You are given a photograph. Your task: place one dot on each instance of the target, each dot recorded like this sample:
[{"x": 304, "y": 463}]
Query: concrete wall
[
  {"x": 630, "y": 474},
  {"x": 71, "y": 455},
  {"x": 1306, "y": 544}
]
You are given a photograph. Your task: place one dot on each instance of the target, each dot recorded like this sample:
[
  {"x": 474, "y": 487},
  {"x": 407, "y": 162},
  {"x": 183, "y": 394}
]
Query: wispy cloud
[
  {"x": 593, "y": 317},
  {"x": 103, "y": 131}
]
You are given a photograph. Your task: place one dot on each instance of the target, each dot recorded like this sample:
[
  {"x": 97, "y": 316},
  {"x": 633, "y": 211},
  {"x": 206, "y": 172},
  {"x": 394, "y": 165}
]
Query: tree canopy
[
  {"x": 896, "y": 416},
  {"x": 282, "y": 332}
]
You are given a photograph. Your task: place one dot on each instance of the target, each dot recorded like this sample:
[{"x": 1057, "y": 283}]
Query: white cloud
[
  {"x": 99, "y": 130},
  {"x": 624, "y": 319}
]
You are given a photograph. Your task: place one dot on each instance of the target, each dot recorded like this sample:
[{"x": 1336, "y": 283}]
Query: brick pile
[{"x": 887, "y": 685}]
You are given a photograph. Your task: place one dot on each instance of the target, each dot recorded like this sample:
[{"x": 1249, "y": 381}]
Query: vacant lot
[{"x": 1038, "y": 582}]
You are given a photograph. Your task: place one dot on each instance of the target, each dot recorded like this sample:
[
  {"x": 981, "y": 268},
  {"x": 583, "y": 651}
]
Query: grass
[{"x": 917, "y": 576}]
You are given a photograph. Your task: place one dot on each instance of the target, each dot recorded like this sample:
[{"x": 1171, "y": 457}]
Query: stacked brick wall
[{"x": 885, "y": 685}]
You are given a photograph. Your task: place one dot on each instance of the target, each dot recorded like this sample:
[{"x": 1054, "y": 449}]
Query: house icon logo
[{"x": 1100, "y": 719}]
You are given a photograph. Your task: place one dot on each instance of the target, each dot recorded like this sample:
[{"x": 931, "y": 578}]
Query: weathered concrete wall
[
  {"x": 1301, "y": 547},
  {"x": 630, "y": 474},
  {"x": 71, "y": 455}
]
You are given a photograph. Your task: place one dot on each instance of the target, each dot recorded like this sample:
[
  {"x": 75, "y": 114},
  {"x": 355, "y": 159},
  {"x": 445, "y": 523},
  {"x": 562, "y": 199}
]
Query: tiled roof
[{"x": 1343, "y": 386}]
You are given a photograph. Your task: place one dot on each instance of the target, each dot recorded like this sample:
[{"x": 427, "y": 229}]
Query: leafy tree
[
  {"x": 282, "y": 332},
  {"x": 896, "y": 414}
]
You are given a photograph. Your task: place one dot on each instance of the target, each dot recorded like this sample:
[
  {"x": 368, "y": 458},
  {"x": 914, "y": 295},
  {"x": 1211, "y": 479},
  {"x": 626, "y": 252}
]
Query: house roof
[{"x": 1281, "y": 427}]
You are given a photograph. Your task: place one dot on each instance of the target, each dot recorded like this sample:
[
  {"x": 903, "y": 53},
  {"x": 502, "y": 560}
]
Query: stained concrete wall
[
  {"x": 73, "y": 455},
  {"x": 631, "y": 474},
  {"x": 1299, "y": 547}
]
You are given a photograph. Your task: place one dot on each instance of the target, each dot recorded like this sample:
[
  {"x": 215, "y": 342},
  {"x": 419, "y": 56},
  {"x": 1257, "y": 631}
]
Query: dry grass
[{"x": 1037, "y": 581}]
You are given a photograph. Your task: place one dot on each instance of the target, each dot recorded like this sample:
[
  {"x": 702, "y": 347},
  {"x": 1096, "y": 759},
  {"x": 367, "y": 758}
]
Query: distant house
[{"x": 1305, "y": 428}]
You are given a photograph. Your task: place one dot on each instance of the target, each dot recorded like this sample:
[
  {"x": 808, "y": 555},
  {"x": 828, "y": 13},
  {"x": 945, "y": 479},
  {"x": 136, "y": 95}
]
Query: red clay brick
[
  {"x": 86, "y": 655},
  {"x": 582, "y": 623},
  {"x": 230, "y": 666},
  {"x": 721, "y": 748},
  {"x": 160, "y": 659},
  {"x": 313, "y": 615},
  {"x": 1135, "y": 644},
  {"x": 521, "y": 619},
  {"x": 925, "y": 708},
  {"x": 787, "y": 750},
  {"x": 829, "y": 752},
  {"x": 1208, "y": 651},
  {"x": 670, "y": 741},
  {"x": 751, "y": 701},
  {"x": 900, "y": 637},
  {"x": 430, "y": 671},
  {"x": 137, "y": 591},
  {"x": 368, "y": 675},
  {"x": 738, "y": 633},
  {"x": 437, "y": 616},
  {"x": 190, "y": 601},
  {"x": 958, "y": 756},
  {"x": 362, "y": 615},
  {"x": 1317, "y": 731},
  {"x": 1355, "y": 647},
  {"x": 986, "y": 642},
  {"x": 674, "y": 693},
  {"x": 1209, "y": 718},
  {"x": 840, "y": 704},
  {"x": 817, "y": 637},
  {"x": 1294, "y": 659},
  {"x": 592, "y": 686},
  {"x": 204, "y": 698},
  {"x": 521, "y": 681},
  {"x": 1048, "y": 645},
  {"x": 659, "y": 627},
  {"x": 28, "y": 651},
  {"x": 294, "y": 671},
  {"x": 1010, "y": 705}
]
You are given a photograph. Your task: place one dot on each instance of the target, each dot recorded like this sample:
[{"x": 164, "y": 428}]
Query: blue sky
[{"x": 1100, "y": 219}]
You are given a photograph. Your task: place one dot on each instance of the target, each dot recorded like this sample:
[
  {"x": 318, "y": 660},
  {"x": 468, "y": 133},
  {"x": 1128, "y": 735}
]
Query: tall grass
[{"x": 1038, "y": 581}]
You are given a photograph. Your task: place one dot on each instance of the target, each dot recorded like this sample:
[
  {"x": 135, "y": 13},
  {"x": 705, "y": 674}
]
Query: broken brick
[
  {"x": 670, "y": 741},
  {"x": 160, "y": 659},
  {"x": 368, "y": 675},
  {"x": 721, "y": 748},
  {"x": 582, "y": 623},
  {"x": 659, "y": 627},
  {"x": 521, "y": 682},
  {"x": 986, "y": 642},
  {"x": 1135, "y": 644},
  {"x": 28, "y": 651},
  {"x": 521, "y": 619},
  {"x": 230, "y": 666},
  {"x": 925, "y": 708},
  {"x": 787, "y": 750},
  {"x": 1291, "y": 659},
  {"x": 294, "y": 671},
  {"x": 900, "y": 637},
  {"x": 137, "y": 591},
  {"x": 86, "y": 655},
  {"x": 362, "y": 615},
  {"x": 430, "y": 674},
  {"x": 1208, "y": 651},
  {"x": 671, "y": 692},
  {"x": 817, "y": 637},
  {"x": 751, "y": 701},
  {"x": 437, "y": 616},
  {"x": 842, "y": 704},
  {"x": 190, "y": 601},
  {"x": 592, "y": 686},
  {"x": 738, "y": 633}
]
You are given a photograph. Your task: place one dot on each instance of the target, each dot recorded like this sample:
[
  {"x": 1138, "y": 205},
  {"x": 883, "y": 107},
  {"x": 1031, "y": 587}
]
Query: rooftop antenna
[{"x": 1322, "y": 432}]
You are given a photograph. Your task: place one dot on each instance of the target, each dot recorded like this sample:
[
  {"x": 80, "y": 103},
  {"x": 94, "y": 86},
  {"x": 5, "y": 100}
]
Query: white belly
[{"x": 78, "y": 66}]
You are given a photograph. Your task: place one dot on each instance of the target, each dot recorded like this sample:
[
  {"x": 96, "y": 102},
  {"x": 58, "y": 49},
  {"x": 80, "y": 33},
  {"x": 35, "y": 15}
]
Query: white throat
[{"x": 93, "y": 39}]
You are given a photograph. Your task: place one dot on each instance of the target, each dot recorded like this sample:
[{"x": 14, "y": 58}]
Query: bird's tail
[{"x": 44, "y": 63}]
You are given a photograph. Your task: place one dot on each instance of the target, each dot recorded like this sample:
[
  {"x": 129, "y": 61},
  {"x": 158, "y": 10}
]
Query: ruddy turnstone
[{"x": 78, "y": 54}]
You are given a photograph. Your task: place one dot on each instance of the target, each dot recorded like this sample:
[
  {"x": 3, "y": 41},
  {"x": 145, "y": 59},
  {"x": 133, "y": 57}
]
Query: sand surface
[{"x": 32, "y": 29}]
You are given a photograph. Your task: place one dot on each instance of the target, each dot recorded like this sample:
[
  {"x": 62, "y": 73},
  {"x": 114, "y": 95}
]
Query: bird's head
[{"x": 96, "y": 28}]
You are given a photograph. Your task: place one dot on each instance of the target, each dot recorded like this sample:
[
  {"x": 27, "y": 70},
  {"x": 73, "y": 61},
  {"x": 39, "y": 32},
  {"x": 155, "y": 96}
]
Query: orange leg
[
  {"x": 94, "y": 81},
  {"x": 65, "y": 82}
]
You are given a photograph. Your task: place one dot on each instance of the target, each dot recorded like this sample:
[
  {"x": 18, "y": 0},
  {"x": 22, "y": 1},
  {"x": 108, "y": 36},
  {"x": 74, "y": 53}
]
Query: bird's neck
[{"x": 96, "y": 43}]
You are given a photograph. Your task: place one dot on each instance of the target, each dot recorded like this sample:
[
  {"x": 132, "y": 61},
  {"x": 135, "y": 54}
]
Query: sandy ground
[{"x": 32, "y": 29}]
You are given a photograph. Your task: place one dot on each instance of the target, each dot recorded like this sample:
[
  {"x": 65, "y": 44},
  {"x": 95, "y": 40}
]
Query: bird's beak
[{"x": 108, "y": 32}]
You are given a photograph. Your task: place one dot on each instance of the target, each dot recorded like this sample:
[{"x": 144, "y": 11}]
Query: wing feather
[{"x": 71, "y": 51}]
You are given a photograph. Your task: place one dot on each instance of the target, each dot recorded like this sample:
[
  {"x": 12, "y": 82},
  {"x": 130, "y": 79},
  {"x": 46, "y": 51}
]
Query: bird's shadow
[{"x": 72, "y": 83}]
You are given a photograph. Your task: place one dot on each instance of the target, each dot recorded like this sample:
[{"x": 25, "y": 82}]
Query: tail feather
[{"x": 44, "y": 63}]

━━━━━━

▸ WHAT THIS TASK INVOLVES
Everything from the line containing "Query: ruddy turnstone" down to the last line of the entries is to be returned exactly, both ends included, and nothing beyond it.

▸ TASK ANSWER
Query: ruddy turnstone
[{"x": 78, "y": 54}]
You are given a photograph. Your task: place one dot on each instance of the target, each dot recorded like this sample:
[
  {"x": 3, "y": 41},
  {"x": 145, "y": 59},
  {"x": 133, "y": 57}
]
Query: sand surface
[{"x": 32, "y": 29}]
You are given a photograph. Your task: place one dot on each instance of the target, each dot recorded like this sample:
[
  {"x": 62, "y": 73},
  {"x": 114, "y": 95}
]
Query: bird's head
[{"x": 96, "y": 28}]
You are given a photograph. Your task: place one dot on each instance of the target, each dot recorded like this sample:
[
  {"x": 27, "y": 70},
  {"x": 73, "y": 61},
  {"x": 39, "y": 32},
  {"x": 155, "y": 96}
]
Query: orange leg
[
  {"x": 94, "y": 81},
  {"x": 65, "y": 82}
]
You are given a photograph. Your task: place one dot on each instance of the target, each dot recorded like this sample:
[
  {"x": 18, "y": 0},
  {"x": 22, "y": 1},
  {"x": 108, "y": 36},
  {"x": 74, "y": 53}
]
Query: bird's neck
[{"x": 96, "y": 43}]
You are given a photograph. Your task: place one dot on each instance of the target, each dot recorded like this sample:
[
  {"x": 132, "y": 61},
  {"x": 135, "y": 54}
]
Query: sandy ground
[{"x": 32, "y": 29}]
You are given a photograph. Your task: place one dot on each instance of the target, each dot recorded like this sample:
[
  {"x": 65, "y": 44},
  {"x": 95, "y": 40}
]
Query: bird's beak
[{"x": 108, "y": 32}]
You are given a photograph. Your task: place one dot on each instance of the target, each dot recorded like this sample:
[{"x": 144, "y": 11}]
Query: wing feather
[{"x": 71, "y": 51}]
You are given a photograph. Your task: place one dot on each instance of the target, each dot recorded like this sample:
[
  {"x": 12, "y": 82},
  {"x": 130, "y": 79},
  {"x": 46, "y": 51}
]
Query: bird's shadow
[{"x": 72, "y": 83}]
You are given a photograph. Your task: place one dot on each instance of the target, each dot recorded like this sample:
[{"x": 25, "y": 82}]
Query: tail feather
[{"x": 44, "y": 63}]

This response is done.